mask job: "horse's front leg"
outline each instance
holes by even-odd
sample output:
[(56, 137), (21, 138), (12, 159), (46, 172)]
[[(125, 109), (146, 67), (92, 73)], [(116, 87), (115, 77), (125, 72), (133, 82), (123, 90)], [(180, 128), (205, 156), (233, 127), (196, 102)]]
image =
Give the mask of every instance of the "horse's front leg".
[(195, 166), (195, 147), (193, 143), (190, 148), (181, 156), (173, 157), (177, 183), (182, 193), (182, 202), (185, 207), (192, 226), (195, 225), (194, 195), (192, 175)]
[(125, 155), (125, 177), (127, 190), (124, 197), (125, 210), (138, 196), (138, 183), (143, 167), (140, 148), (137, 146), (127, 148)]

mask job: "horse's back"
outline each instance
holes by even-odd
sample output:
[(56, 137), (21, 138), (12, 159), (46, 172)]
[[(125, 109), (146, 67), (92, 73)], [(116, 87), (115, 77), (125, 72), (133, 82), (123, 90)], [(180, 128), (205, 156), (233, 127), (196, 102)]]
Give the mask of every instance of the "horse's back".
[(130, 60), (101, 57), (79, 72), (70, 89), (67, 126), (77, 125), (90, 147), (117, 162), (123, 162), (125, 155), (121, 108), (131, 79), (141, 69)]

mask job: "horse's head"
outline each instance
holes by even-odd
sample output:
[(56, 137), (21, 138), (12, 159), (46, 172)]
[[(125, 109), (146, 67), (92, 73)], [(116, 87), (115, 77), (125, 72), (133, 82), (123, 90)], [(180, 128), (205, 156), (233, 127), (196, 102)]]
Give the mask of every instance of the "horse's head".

□ □ □ □

▶ Problem to work on
Arrange all the lines above as a Markdown table with the columns "No." and "Line", numbering the rows and leaving out blank lines.

▶ Result of this task
| No. | Line |
|---|---|
| 1 | mask job: "horse's front leg" |
| 2 | outline each instance |
| 3 | holes by even-odd |
| 4 | sample output: |
| 5 | [(56, 137), (21, 138), (12, 159), (46, 172)] |
| 6 | [[(125, 109), (146, 67), (92, 73)], [(116, 87), (115, 77), (125, 72), (133, 82), (123, 90)], [(180, 128), (205, 156), (233, 127), (196, 102)]] |
| 7 | image = |
| 8 | Give the mask of every instance of the "horse's front leg". |
| 9 | [(195, 166), (195, 147), (193, 143), (190, 148), (181, 156), (173, 157), (177, 183), (182, 193), (182, 202), (185, 207), (192, 226), (195, 225), (194, 195), (192, 175)] |
| 10 | [(125, 155), (125, 177), (127, 190), (124, 197), (125, 210), (138, 196), (138, 183), (143, 167), (140, 148), (137, 146), (127, 148)] |
| 11 | mask job: "horse's back" |
| 12 | outline each instance |
| 13 | holes by even-odd |
| 14 | sample output: |
| 15 | [(56, 137), (21, 138), (12, 159), (46, 172)] |
| 16 | [[(125, 109), (146, 67), (92, 73)], [(116, 87), (115, 77), (125, 72), (133, 82), (123, 90)], [(180, 128), (205, 156), (233, 127), (196, 102)]] |
| 17 | Give the mask of every instance of the "horse's back". |
| 18 | [(130, 60), (101, 57), (79, 72), (70, 89), (67, 126), (77, 125), (90, 147), (117, 162), (123, 162), (125, 155), (121, 108), (131, 79), (141, 69)] |
| 19 | mask job: "horse's head" |
| 20 | outline each instance |
| 21 | holes by even-odd |
| 22 | sample output: |
| 23 | [(56, 137), (21, 138), (12, 159), (46, 172)] |
| 24 | [[(125, 109), (146, 67), (92, 73)], [(116, 87), (115, 77), (125, 72), (133, 82), (123, 90)], [(180, 128), (205, 156), (233, 127), (196, 102)]] |
| 25 | Give the mask of every instance of the "horse's head". |